───── EXCERPTED RECORDS

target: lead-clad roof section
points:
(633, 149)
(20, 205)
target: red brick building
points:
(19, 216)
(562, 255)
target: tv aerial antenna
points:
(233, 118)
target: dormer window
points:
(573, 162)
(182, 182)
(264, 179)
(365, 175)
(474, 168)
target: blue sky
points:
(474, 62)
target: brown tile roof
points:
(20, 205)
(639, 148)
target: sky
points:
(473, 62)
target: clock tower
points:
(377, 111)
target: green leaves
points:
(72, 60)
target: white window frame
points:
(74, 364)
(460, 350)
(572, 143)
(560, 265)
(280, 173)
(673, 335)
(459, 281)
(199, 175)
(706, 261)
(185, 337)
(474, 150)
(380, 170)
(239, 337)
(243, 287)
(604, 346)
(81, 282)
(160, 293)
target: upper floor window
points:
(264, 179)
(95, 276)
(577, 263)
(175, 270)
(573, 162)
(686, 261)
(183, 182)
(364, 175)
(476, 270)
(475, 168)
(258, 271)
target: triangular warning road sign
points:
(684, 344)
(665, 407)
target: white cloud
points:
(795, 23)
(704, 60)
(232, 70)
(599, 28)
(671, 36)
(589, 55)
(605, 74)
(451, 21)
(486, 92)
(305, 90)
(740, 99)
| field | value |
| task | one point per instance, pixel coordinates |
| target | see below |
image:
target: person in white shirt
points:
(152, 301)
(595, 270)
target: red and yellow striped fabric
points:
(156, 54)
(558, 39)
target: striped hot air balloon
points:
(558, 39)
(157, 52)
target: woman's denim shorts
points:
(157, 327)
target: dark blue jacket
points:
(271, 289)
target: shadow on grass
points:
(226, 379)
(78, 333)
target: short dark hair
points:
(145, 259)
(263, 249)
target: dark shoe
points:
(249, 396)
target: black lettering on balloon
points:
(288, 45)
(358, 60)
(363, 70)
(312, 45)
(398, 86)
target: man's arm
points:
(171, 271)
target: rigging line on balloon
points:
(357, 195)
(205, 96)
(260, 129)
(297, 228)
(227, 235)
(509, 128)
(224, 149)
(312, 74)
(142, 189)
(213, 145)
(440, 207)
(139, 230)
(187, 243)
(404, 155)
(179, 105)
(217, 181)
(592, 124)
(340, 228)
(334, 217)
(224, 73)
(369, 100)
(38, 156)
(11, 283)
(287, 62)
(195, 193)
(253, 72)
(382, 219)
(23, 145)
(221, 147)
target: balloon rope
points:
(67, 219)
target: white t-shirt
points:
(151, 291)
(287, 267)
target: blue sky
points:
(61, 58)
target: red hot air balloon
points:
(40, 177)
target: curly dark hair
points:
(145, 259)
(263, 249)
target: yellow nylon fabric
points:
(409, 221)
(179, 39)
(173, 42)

──────────

WORK TO BE COMPLETED:
Copy out every line from the material above where the string "roof" turns up.

TASK SOLUTION:
target: lead-clad roof section
target: brown tile roof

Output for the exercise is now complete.